[Listing]
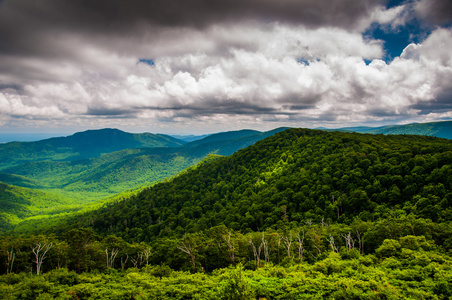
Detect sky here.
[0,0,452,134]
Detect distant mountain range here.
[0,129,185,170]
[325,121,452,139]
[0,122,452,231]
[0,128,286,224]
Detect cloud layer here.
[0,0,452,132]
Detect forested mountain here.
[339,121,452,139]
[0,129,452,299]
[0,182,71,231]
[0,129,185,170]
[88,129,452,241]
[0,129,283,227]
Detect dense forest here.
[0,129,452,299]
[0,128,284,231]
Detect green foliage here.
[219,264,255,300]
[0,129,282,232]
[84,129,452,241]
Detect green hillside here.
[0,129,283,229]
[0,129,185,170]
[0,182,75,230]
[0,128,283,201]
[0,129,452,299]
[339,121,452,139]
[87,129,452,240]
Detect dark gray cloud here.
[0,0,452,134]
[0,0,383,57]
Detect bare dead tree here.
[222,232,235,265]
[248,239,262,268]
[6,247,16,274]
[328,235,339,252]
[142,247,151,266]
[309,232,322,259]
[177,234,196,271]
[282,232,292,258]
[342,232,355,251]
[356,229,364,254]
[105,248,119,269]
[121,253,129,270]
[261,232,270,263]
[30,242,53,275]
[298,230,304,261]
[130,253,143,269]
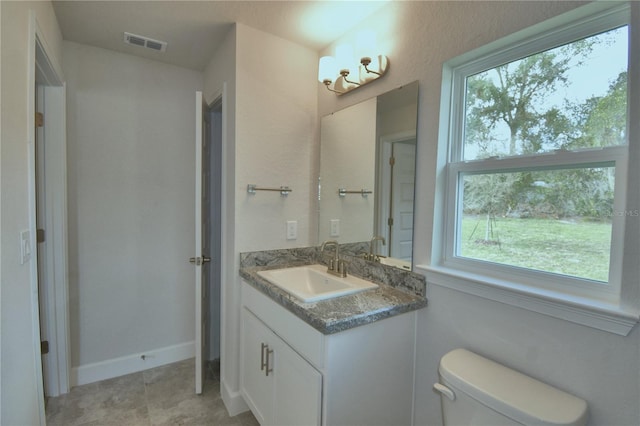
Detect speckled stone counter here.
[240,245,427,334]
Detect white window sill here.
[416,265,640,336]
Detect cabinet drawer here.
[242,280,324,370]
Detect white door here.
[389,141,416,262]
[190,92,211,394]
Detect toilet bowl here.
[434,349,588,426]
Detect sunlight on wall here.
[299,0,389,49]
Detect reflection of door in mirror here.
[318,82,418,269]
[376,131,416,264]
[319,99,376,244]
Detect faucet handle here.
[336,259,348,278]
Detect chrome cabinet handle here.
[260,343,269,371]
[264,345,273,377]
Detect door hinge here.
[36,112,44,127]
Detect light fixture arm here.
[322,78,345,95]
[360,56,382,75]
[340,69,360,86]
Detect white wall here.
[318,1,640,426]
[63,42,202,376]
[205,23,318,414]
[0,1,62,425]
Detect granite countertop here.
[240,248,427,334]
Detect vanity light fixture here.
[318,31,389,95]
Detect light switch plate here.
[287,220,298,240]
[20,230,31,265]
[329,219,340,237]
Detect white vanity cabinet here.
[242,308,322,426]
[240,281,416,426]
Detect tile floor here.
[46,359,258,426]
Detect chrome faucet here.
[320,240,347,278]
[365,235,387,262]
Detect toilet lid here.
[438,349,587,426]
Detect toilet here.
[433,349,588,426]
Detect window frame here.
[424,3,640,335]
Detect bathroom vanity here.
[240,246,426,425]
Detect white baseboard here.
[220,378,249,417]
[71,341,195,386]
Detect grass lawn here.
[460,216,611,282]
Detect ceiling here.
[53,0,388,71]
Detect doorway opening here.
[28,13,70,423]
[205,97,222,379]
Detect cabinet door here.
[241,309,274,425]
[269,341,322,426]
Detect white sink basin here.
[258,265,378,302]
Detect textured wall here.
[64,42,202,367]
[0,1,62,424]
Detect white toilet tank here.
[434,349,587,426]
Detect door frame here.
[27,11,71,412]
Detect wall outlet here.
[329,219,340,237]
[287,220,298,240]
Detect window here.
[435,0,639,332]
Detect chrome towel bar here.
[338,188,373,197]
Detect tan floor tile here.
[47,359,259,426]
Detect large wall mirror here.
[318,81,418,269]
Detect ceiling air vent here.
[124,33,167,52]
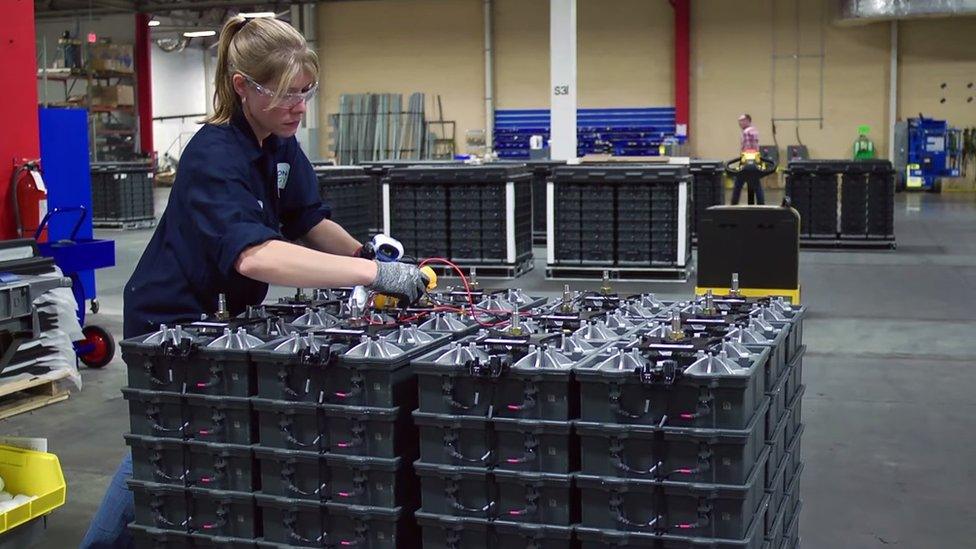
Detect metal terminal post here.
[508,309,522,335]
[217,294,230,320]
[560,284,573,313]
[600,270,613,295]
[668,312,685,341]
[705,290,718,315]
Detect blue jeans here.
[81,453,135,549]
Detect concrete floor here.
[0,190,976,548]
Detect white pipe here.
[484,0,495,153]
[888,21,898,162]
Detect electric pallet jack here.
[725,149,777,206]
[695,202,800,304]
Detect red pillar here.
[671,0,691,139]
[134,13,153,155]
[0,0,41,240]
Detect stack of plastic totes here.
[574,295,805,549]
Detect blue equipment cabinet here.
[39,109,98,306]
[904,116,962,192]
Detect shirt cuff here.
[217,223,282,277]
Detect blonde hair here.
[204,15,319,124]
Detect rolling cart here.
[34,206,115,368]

[Written exercise]
Lay out every one of the lines above as a JSON list of strings, one string per line, and skip any blank lines. Leave the pictures out of your list.

[Finished answer]
[
  "Detect sky here.",
  "[0,0,452,134]",
  "Detect distant mountain range here.",
  "[0,129,185,170]",
  "[325,121,452,139]",
  "[0,122,452,231]",
  "[0,128,286,224]",
  "Detect cloud layer here.",
  "[0,0,452,132]",
  "Detect forested mountain here.",
  "[339,121,452,139]",
  "[0,129,452,299]",
  "[0,182,71,231]",
  "[0,129,185,170]",
  "[88,129,452,241]",
  "[0,129,283,227]",
  "Detect dense forest here.",
  "[0,129,452,299]",
  "[0,128,284,231]",
  "Detect green foliage here.",
  "[219,264,255,300]",
  "[0,129,282,232]",
  "[84,129,452,241]",
  "Detect green hillside here.",
  "[0,129,283,229]",
  "[0,129,185,170]",
  "[0,182,75,230]",
  "[0,128,283,201]",
  "[0,129,452,299]",
  "[339,121,452,139]",
  "[87,129,452,240]",
  "Detect dark gray cloud here.",
  "[0,0,452,134]",
  "[0,0,383,57]",
  "Detect bare dead tree here.",
  "[222,232,235,265]",
  "[248,239,262,268]",
  "[6,247,16,274]",
  "[328,235,339,252]",
  "[142,247,151,266]",
  "[309,232,322,259]",
  "[177,234,196,271]",
  "[282,232,292,258]",
  "[342,232,355,251]",
  "[356,229,364,254]",
  "[105,248,119,269]",
  "[121,253,129,270]",
  "[261,232,270,263]",
  "[30,242,53,275]",
  "[298,230,304,261]",
  "[130,253,143,269]",
  "Detect speckled stone counter here.",
  "[240,245,427,334]",
  "Detect white window sill here.",
  "[416,265,640,336]",
  "Detect cabinet drawer here.",
  "[242,280,324,370]",
  "Detect white door here.",
  "[389,141,416,262]",
  "[190,92,211,394]",
  "Detect toilet bowl here.",
  "[434,349,588,426]",
  "Detect sunlight on wall here.",
  "[299,0,389,49]",
  "Detect reflection of door in mirror here.",
  "[318,82,418,269]",
  "[376,131,416,264]",
  "[319,99,376,244]",
  "Detect faucet handle here.",
  "[336,259,348,278]",
  "Detect chrome cabinet handle here.",
  "[260,343,269,371]",
  "[264,345,273,377]",
  "Detect door hinge here.",
  "[36,112,44,127]",
  "Detect light fixture arm here.",
  "[322,78,345,95]",
  "[360,56,382,75]",
  "[340,69,360,86]",
  "Detect white wall here.",
  "[318,1,640,426]",
  "[63,42,202,376]",
  "[205,23,318,414]",
  "[0,1,62,425]",
  "Detect granite countertop here.",
  "[240,248,427,334]",
  "Detect vanity light fixture here.",
  "[318,31,389,95]",
  "Detect light switch plate here.",
  "[287,220,298,240]",
  "[20,230,31,265]",
  "[329,219,340,237]",
  "Detect white vanity cabinet here.",
  "[242,308,322,426]",
  "[240,281,416,426]",
  "Detect tile floor here.",
  "[46,359,258,426]",
  "Detect chrome faucet here.",
  "[320,240,347,278]",
  "[365,235,387,262]",
  "Detect toilet lid here.",
  "[438,349,587,426]",
  "Detect toilet here.",
  "[433,349,588,426]",
  "Detect window frame here.",
  "[424,3,640,335]",
  "Detect bathroom vanity here.",
  "[240,246,426,425]",
  "Detect white baseboard here.",
  "[220,378,249,417]",
  "[71,341,195,386]",
  "Detect grass lawn here.",
  "[460,216,611,282]",
  "Detect ceiling here.",
  "[53,0,388,71]",
  "Detect doorway opening here.",
  "[28,13,70,423]",
  "[205,97,222,379]",
  "Detect cabinet door here.",
  "[241,309,274,425]",
  "[269,341,322,426]",
  "Detect white sink basin here.",
  "[258,265,378,302]",
  "Detect textured wall here.",
  "[64,42,202,367]",
  "[0,1,62,424]",
  "Detect white toilet tank here.",
  "[434,349,587,426]",
  "Detect door frame here.",
  "[27,11,71,412]",
  "Detect wall outlet here.",
  "[329,219,340,237]",
  "[287,220,298,240]",
  "Detect window here.",
  "[435,0,639,332]",
  "Detect chrome towel bar here.",
  "[338,188,373,197]",
  "Detect tan floor tile here.",
  "[47,359,259,426]",
  "Detect large wall mirror here.",
  "[318,81,418,269]",
  "Detect ceiling air vent here.",
  "[124,33,167,52]",
  "Detect metal terminal post here.",
  "[508,309,522,335]",
  "[217,294,230,320]",
  "[560,284,573,313]",
  "[600,270,613,295]",
  "[668,312,685,341]",
  "[705,290,718,315]",
  "Detect blue jeans here.",
  "[81,453,135,549]",
  "Detect concrete floor here.",
  "[0,190,976,548]",
  "Detect white pipe here.",
  "[484,0,495,153]",
  "[888,21,898,162]",
  "Detect electric pallet jack here.",
  "[725,149,777,206]",
  "[695,202,800,304]",
  "Detect red pillar here.",
  "[671,0,691,139]",
  "[134,13,153,155]",
  "[0,0,41,240]",
  "Detect stack of plastic totes here.",
  "[574,295,805,549]",
  "Detect blue equipment cabinet here.",
  "[39,109,98,306]",
  "[904,116,962,192]",
  "Detect shirt cuff here.",
  "[217,223,282,277]",
  "Detect blonde hair here.",
  "[204,15,319,124]",
  "Detect rolling cart here.",
  "[34,206,115,368]"
]